- **What is needed**: Repeat exactly, and only, the lines below starting at the line that contains "Guideline: for every instance of the blue level" and ending at the line that contains "Guideline: for every instance of the ceiling, the", inclusive of both.

=== Recorded data ===

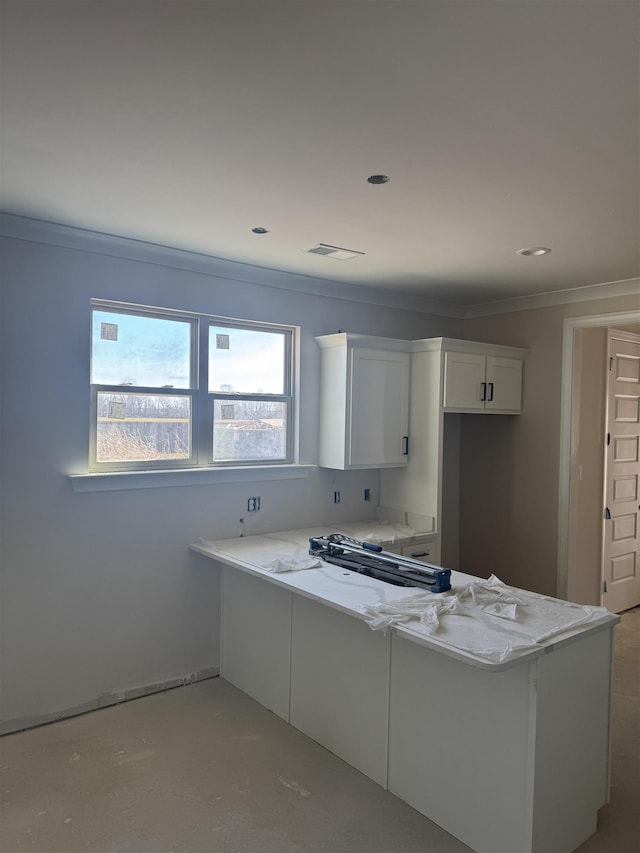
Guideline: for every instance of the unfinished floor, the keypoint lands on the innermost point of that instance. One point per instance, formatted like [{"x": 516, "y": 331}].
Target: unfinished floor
[{"x": 205, "y": 768}]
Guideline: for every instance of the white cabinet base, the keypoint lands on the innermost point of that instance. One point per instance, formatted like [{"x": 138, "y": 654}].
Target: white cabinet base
[
  {"x": 256, "y": 639},
  {"x": 509, "y": 762},
  {"x": 340, "y": 685}
]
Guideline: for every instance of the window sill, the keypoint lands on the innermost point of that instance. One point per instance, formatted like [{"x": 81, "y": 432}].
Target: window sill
[{"x": 120, "y": 480}]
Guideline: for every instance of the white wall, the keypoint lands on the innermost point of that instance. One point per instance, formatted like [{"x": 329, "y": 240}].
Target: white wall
[{"x": 100, "y": 595}]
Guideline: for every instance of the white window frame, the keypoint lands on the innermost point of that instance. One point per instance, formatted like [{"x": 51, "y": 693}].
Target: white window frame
[{"x": 202, "y": 401}]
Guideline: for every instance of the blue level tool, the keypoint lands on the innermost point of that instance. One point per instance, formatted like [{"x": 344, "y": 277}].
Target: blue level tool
[{"x": 369, "y": 559}]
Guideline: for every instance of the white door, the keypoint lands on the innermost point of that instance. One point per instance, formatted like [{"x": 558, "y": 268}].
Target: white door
[
  {"x": 504, "y": 383},
  {"x": 464, "y": 380},
  {"x": 379, "y": 422},
  {"x": 621, "y": 572}
]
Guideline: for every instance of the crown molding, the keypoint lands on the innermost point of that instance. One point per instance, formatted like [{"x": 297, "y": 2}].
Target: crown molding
[
  {"x": 628, "y": 287},
  {"x": 69, "y": 237}
]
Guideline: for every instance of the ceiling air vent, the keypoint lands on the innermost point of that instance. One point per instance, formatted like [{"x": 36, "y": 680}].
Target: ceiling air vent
[{"x": 333, "y": 252}]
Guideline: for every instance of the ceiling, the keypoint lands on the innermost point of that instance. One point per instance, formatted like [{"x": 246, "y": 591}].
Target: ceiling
[{"x": 501, "y": 125}]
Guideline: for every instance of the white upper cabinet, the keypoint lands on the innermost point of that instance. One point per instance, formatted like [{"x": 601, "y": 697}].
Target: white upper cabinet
[
  {"x": 478, "y": 379},
  {"x": 364, "y": 401}
]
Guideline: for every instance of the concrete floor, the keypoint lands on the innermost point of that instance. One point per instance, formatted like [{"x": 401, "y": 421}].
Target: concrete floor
[{"x": 204, "y": 768}]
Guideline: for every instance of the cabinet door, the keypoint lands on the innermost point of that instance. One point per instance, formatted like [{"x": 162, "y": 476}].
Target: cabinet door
[
  {"x": 504, "y": 383},
  {"x": 379, "y": 412},
  {"x": 464, "y": 381}
]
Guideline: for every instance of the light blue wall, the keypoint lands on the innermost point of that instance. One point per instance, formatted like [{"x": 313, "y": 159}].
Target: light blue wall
[{"x": 100, "y": 594}]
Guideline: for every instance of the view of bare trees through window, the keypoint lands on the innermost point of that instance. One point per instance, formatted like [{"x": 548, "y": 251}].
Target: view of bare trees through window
[
  {"x": 156, "y": 401},
  {"x": 248, "y": 429},
  {"x": 139, "y": 427}
]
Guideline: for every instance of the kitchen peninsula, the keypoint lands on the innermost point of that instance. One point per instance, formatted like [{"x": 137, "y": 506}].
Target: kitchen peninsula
[{"x": 496, "y": 730}]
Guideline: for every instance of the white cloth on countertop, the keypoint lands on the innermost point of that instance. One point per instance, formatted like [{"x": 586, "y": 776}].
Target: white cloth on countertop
[
  {"x": 292, "y": 564},
  {"x": 526, "y": 619}
]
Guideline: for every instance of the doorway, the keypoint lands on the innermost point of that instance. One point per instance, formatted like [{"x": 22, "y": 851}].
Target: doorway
[{"x": 582, "y": 455}]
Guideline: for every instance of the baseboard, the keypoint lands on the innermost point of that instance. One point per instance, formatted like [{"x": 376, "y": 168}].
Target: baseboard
[{"x": 106, "y": 700}]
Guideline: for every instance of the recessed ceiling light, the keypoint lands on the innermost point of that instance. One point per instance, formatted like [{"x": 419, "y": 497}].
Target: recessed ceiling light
[{"x": 533, "y": 251}]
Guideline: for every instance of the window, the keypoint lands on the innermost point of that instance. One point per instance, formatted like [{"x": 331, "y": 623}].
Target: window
[{"x": 175, "y": 390}]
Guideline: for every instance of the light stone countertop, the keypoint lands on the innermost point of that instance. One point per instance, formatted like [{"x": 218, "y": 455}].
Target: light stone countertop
[{"x": 465, "y": 637}]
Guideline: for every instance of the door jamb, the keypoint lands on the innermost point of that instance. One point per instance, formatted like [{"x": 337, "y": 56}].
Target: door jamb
[{"x": 566, "y": 419}]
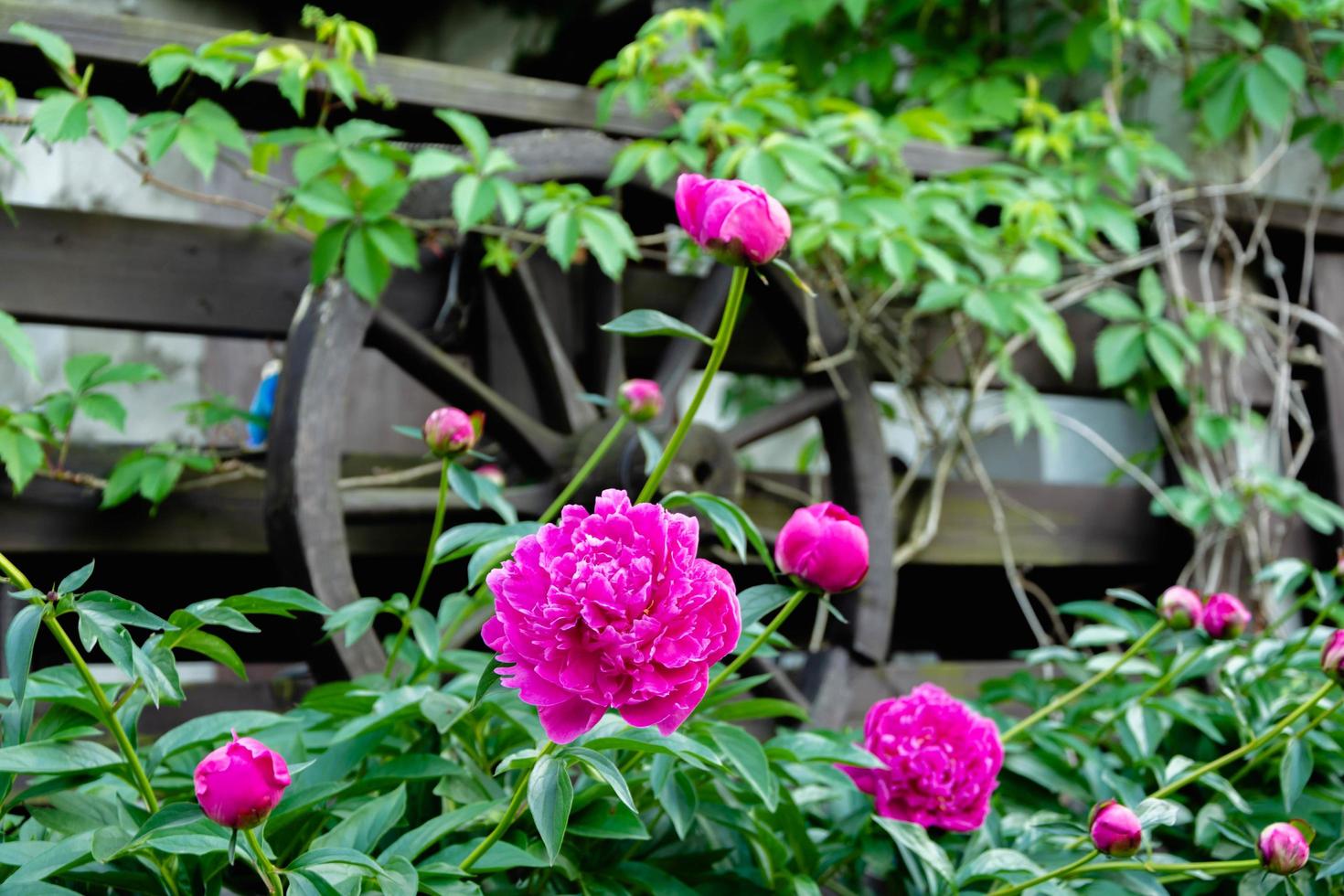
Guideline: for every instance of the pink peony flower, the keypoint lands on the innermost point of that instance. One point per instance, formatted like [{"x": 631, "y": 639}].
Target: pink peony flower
[
  {"x": 612, "y": 609},
  {"x": 451, "y": 432},
  {"x": 1224, "y": 617},
  {"x": 240, "y": 782},
  {"x": 641, "y": 400},
  {"x": 1180, "y": 607},
  {"x": 1283, "y": 849},
  {"x": 1115, "y": 829},
  {"x": 732, "y": 219},
  {"x": 943, "y": 761},
  {"x": 1332, "y": 656},
  {"x": 826, "y": 546}
]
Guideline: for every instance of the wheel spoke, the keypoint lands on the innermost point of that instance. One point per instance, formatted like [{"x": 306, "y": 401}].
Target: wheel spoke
[
  {"x": 528, "y": 443},
  {"x": 781, "y": 417},
  {"x": 523, "y": 301},
  {"x": 702, "y": 312}
]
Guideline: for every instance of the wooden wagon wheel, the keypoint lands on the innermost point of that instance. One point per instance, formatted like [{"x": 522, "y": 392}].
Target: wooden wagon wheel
[{"x": 534, "y": 348}]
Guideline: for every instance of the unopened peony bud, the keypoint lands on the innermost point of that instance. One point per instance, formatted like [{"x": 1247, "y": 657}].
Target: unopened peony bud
[
  {"x": 449, "y": 432},
  {"x": 824, "y": 546},
  {"x": 1283, "y": 848},
  {"x": 240, "y": 784},
  {"x": 640, "y": 400},
  {"x": 1224, "y": 617},
  {"x": 1115, "y": 829},
  {"x": 1180, "y": 607},
  {"x": 740, "y": 223},
  {"x": 1332, "y": 656}
]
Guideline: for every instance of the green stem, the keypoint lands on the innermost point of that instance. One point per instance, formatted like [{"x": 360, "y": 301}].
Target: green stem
[
  {"x": 1050, "y": 875},
  {"x": 1172, "y": 673},
  {"x": 589, "y": 465},
  {"x": 1313, "y": 723},
  {"x": 519, "y": 792},
  {"x": 1247, "y": 747},
  {"x": 425, "y": 571},
  {"x": 717, "y": 352},
  {"x": 1063, "y": 700},
  {"x": 109, "y": 713},
  {"x": 263, "y": 865},
  {"x": 760, "y": 640}
]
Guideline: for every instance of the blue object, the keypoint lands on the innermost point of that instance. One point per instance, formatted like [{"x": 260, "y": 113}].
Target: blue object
[{"x": 263, "y": 404}]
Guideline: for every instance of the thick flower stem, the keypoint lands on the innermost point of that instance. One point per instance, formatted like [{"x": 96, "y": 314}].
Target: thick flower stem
[
  {"x": 96, "y": 690},
  {"x": 1326, "y": 713},
  {"x": 1066, "y": 870},
  {"x": 519, "y": 792},
  {"x": 268, "y": 870},
  {"x": 760, "y": 640},
  {"x": 1249, "y": 746},
  {"x": 425, "y": 571},
  {"x": 586, "y": 470},
  {"x": 720, "y": 348},
  {"x": 1063, "y": 700}
]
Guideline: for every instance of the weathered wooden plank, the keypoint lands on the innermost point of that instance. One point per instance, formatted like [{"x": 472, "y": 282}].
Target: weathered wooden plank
[
  {"x": 133, "y": 272},
  {"x": 414, "y": 82}
]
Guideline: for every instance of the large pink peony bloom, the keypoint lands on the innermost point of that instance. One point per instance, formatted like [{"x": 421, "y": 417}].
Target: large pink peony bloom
[
  {"x": 612, "y": 609},
  {"x": 943, "y": 761},
  {"x": 735, "y": 220},
  {"x": 240, "y": 782}
]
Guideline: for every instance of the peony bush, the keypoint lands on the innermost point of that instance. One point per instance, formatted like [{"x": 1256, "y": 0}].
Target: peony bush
[{"x": 1180, "y": 746}]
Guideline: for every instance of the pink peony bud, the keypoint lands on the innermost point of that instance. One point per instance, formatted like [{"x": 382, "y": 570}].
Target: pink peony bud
[
  {"x": 1332, "y": 656},
  {"x": 734, "y": 220},
  {"x": 1283, "y": 848},
  {"x": 1180, "y": 607},
  {"x": 1224, "y": 617},
  {"x": 449, "y": 432},
  {"x": 824, "y": 546},
  {"x": 1115, "y": 829},
  {"x": 240, "y": 782},
  {"x": 640, "y": 400}
]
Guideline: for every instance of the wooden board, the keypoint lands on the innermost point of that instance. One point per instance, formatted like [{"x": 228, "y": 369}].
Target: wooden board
[{"x": 414, "y": 82}]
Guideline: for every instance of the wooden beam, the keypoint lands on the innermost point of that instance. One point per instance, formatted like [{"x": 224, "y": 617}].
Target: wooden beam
[
  {"x": 133, "y": 272},
  {"x": 414, "y": 82}
]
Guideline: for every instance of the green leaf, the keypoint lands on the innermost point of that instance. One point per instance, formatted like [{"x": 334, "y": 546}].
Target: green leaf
[
  {"x": 915, "y": 840},
  {"x": 365, "y": 827},
  {"x": 1295, "y": 770},
  {"x": 215, "y": 647},
  {"x": 1120, "y": 354},
  {"x": 112, "y": 120},
  {"x": 1267, "y": 96},
  {"x": 1224, "y": 111},
  {"x": 605, "y": 770},
  {"x": 366, "y": 269},
  {"x": 16, "y": 343},
  {"x": 469, "y": 131},
  {"x": 562, "y": 238},
  {"x": 646, "y": 321},
  {"x": 746, "y": 753},
  {"x": 549, "y": 795},
  {"x": 56, "y": 756},
  {"x": 62, "y": 116},
  {"x": 17, "y": 647},
  {"x": 326, "y": 251},
  {"x": 325, "y": 199},
  {"x": 53, "y": 46},
  {"x": 103, "y": 407}
]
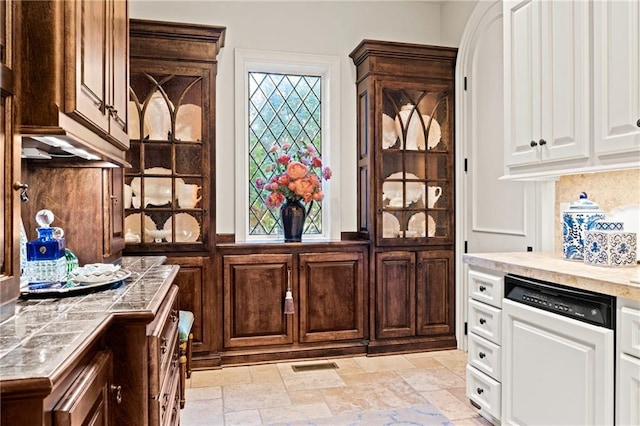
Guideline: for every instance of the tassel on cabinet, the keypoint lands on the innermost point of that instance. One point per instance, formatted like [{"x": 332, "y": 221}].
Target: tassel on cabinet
[{"x": 288, "y": 298}]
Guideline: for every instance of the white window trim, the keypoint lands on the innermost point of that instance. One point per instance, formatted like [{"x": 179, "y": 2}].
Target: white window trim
[{"x": 328, "y": 67}]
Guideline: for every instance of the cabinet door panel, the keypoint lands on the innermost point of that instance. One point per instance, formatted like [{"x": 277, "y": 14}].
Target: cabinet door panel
[
  {"x": 254, "y": 289},
  {"x": 87, "y": 401},
  {"x": 395, "y": 300},
  {"x": 331, "y": 296},
  {"x": 435, "y": 293}
]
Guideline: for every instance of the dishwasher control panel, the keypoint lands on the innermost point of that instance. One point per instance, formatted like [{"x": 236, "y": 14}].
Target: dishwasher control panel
[{"x": 593, "y": 308}]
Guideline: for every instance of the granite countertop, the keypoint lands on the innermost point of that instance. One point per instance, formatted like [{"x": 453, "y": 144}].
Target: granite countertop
[
  {"x": 619, "y": 282},
  {"x": 42, "y": 334}
]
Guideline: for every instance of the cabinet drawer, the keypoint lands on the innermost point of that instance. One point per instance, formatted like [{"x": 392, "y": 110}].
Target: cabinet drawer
[
  {"x": 484, "y": 320},
  {"x": 485, "y": 356},
  {"x": 487, "y": 288},
  {"x": 166, "y": 406},
  {"x": 484, "y": 391},
  {"x": 630, "y": 331},
  {"x": 162, "y": 337}
]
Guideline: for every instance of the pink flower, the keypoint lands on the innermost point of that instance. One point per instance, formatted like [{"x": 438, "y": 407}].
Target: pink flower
[
  {"x": 326, "y": 173},
  {"x": 296, "y": 170}
]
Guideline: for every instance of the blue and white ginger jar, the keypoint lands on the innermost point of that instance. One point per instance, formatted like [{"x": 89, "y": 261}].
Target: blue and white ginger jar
[{"x": 581, "y": 216}]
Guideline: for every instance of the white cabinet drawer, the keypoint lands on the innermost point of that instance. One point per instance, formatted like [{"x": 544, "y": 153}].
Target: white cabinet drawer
[
  {"x": 630, "y": 331},
  {"x": 484, "y": 320},
  {"x": 485, "y": 356},
  {"x": 484, "y": 391},
  {"x": 487, "y": 288}
]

===

- **Response to this task**:
Guideline: for every instance of the blue level tool, the keypoint lands on the innermost point of that instance. One point per instance, formatted like [{"x": 344, "y": 277}].
Target: blue level tool
[{"x": 369, "y": 559}]
Guideline: for every instance of the white door, the keypoint lands on the innermost point of that instance. One point per instance, formatted like [{"x": 558, "y": 268}].
Target: white door
[
  {"x": 504, "y": 383},
  {"x": 464, "y": 380},
  {"x": 379, "y": 422},
  {"x": 621, "y": 572}
]
Guideline: for every instance of the crown molding, the keypoint lands on the innermost point of that instance. One point per instance, formatted like [{"x": 297, "y": 2}].
Target: crown molding
[
  {"x": 628, "y": 287},
  {"x": 69, "y": 237}
]
Guideline: for every instance of the ceiling air vent, the keypoint lands on the innermost point of that instance. One point per instance, formatted like [{"x": 36, "y": 680}].
Target: ceiling air vent
[{"x": 333, "y": 252}]
Guideline: for every instance of the ceiling, the keypoint lands on the innermost point of that instance. One point per instance, formatted like [{"x": 246, "y": 591}].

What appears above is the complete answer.